--- Begin ---
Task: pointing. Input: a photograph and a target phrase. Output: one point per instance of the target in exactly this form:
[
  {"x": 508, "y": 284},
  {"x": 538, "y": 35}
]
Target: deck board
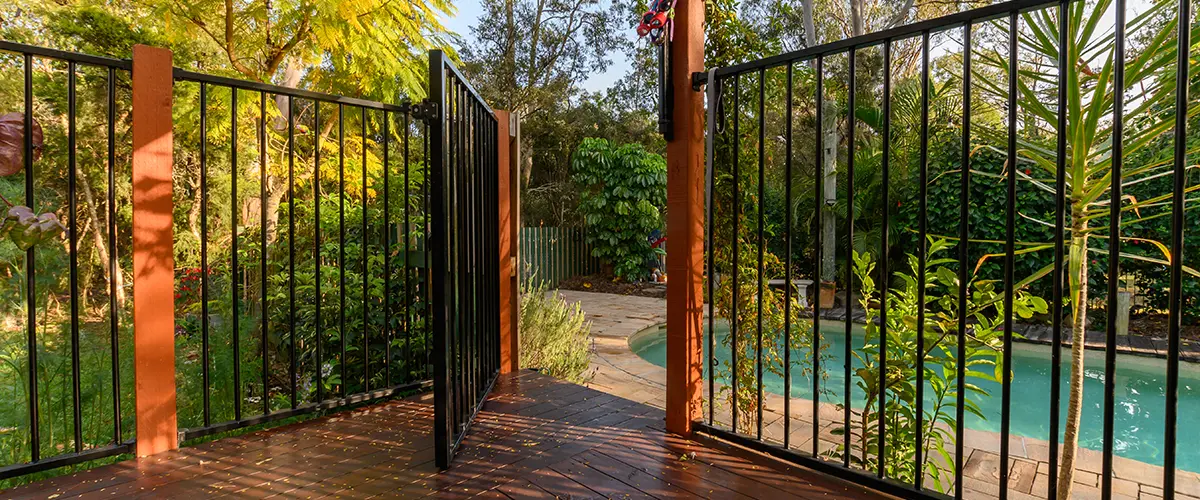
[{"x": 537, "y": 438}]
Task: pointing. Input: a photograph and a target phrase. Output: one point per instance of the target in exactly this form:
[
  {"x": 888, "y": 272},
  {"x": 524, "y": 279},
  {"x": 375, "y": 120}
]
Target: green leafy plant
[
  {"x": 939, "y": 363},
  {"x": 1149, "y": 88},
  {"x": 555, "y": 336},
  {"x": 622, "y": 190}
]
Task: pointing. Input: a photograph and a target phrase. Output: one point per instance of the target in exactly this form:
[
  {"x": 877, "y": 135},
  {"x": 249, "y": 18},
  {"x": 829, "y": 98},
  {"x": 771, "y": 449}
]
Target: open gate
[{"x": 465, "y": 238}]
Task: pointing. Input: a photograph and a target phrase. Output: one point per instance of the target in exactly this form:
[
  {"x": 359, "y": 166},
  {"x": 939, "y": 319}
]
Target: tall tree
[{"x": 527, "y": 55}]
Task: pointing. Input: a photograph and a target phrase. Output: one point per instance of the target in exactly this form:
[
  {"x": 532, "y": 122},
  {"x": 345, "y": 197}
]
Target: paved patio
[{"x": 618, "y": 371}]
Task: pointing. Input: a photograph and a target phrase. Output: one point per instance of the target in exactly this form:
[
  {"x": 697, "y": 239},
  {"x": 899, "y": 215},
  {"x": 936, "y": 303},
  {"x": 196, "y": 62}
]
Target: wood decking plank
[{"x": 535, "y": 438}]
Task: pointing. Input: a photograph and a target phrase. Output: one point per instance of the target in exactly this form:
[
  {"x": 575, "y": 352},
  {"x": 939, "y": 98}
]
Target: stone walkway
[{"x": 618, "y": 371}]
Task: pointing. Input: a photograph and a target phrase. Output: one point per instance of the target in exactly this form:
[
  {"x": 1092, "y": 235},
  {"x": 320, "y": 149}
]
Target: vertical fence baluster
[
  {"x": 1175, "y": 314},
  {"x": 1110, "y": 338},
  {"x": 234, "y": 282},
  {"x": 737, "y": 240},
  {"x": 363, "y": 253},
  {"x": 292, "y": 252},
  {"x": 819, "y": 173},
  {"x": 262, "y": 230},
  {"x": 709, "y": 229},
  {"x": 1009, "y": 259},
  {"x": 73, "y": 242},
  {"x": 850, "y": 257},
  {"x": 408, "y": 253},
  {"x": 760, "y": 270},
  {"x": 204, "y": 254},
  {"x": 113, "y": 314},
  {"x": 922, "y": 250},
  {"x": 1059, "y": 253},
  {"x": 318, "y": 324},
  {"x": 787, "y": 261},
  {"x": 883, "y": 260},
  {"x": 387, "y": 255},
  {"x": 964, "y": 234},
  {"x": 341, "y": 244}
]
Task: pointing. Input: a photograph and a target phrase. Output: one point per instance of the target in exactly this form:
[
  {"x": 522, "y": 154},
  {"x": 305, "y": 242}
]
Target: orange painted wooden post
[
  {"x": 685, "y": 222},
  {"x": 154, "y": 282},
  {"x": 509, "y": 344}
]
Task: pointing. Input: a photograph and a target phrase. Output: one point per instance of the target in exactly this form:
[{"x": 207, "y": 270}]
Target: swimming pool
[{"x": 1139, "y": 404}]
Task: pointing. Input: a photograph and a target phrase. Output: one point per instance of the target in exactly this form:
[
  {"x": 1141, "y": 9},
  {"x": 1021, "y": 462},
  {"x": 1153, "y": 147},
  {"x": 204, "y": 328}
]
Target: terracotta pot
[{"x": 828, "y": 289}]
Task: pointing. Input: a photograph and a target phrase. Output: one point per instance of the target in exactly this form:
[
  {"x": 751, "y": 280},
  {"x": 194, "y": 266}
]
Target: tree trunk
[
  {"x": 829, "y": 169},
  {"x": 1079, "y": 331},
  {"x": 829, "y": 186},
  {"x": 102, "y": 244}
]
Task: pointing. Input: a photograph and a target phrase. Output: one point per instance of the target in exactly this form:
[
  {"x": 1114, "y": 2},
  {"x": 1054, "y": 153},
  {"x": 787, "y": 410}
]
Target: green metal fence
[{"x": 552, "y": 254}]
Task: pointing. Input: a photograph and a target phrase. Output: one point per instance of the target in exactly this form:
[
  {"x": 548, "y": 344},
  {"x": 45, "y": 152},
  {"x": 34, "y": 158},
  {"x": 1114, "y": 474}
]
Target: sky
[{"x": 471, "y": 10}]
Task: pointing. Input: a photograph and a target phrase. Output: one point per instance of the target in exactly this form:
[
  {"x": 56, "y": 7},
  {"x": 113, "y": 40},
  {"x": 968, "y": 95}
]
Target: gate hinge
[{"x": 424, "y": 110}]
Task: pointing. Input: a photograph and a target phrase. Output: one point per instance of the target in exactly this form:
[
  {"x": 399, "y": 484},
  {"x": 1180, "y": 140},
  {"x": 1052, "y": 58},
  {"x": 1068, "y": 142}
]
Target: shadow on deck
--- End ---
**INSTRUCTIONS TO FOLLOW**
Copy every line of the data exactly as written, excluding the pictures.

**RESULT OF THE EXERCISE**
Task: pointing. Input: a photograph and a target phrase. Output: one point per instance of the target in exactly this form:
[
  {"x": 508, "y": 284},
  {"x": 538, "y": 35}
]
Target: deck board
[{"x": 537, "y": 438}]
Task: pointing. Input: a photograph and a target phrase. Output: one point per instance of the target in exactly this form:
[
  {"x": 888, "y": 272},
  {"x": 524, "y": 279},
  {"x": 375, "y": 120}
]
Target: green leafy plant
[
  {"x": 939, "y": 363},
  {"x": 1149, "y": 88},
  {"x": 555, "y": 336},
  {"x": 622, "y": 190}
]
Task: pointing. Input: a photograph and a target phrase. Output: one point per instance of the target in exactly this form:
[
  {"x": 877, "y": 135},
  {"x": 249, "y": 18},
  {"x": 829, "y": 98},
  {"x": 771, "y": 449}
]
Target: open gate
[{"x": 465, "y": 238}]
Task: pointing. Input: a photograph and a target phrase. Output: one point per instance of the target in exactly this form:
[
  {"x": 359, "y": 166},
  {"x": 939, "y": 319}
]
Target: tall tree
[{"x": 527, "y": 55}]
Task: pointing. Input: a photograph and a target phrase. Output: one point per instance of the target in exactly this form:
[
  {"x": 532, "y": 122},
  {"x": 345, "y": 197}
]
Target: paved patio
[{"x": 618, "y": 371}]
Task: pointing. Input: a photograph and a target phrase. Output: one point per instance of the target in exactly this form:
[
  {"x": 697, "y": 239},
  {"x": 899, "y": 215},
  {"x": 936, "y": 303},
  {"x": 196, "y": 62}
]
Target: wood decking plank
[{"x": 535, "y": 438}]
Task: pointing. Input: a photograph and a target phrase. Output: one point per instance of the target in exactly this form:
[
  {"x": 575, "y": 352},
  {"x": 939, "y": 98}
]
Target: stone walkway
[{"x": 618, "y": 371}]
Task: pointing. Input: a photograph and a target phrase. Output: one point per instance of the target in exactly this form:
[
  {"x": 1092, "y": 235},
  {"x": 320, "y": 149}
]
Target: vertical fence baluster
[
  {"x": 1175, "y": 314},
  {"x": 1110, "y": 338},
  {"x": 234, "y": 282},
  {"x": 737, "y": 240},
  {"x": 363, "y": 253},
  {"x": 292, "y": 252},
  {"x": 819, "y": 173},
  {"x": 262, "y": 230},
  {"x": 709, "y": 229},
  {"x": 1009, "y": 259},
  {"x": 73, "y": 242},
  {"x": 850, "y": 257},
  {"x": 408, "y": 253},
  {"x": 760, "y": 270},
  {"x": 204, "y": 254},
  {"x": 113, "y": 314},
  {"x": 922, "y": 250},
  {"x": 1059, "y": 253},
  {"x": 318, "y": 324},
  {"x": 787, "y": 261},
  {"x": 883, "y": 260},
  {"x": 387, "y": 255},
  {"x": 964, "y": 234},
  {"x": 341, "y": 244}
]
Task: pointing. Input: a photograph and a target phrase. Output: one point per instance of the target in exactly this form:
[
  {"x": 522, "y": 154},
  {"x": 305, "y": 242}
]
Target: orange painted wooden post
[
  {"x": 685, "y": 222},
  {"x": 154, "y": 282},
  {"x": 509, "y": 344}
]
Task: pointing. Input: a photograph and a target phrase. Output: one point per instance of the target in exactly this form:
[{"x": 207, "y": 270}]
Target: swimming pool
[{"x": 1139, "y": 404}]
Task: pointing. Input: a photograph and a target phrase. Output: one point per instance of the target in exactly this form:
[
  {"x": 1141, "y": 9},
  {"x": 1021, "y": 462},
  {"x": 1153, "y": 147},
  {"x": 204, "y": 328}
]
Target: terracotta pot
[{"x": 828, "y": 289}]
Task: pointing. Input: a photograph and a target phrase. Output: one point per instance of the target in exactly this form:
[
  {"x": 751, "y": 280},
  {"x": 194, "y": 266}
]
Target: tree trunk
[
  {"x": 829, "y": 169},
  {"x": 1079, "y": 331},
  {"x": 829, "y": 186},
  {"x": 102, "y": 244}
]
Task: pointing. Input: a photograph and a target phrase. Output: one point per instance of the target in exactly this form:
[
  {"x": 1114, "y": 2},
  {"x": 1054, "y": 153},
  {"x": 787, "y": 410}
]
Target: green metal fence
[{"x": 552, "y": 254}]
Task: pointing. Input: a photograph and a target phrase. Output: one point per instance of the target in exactly this form:
[
  {"x": 548, "y": 344},
  {"x": 45, "y": 152},
  {"x": 34, "y": 158},
  {"x": 1114, "y": 474}
]
Target: sky
[{"x": 471, "y": 10}]
Task: pointing. Input: a photograph and a target phrase. Output: one point per instance of the target in exactly this form:
[
  {"x": 56, "y": 7},
  {"x": 113, "y": 40},
  {"x": 968, "y": 95}
]
Target: gate hinge
[{"x": 424, "y": 110}]
Task: pointing. Input: a photograph and a target phrase. Output: one point per instance of the target in exactly this form:
[
  {"x": 399, "y": 484},
  {"x": 1180, "y": 140},
  {"x": 1052, "y": 58},
  {"x": 1068, "y": 142}
]
Target: shadow on deck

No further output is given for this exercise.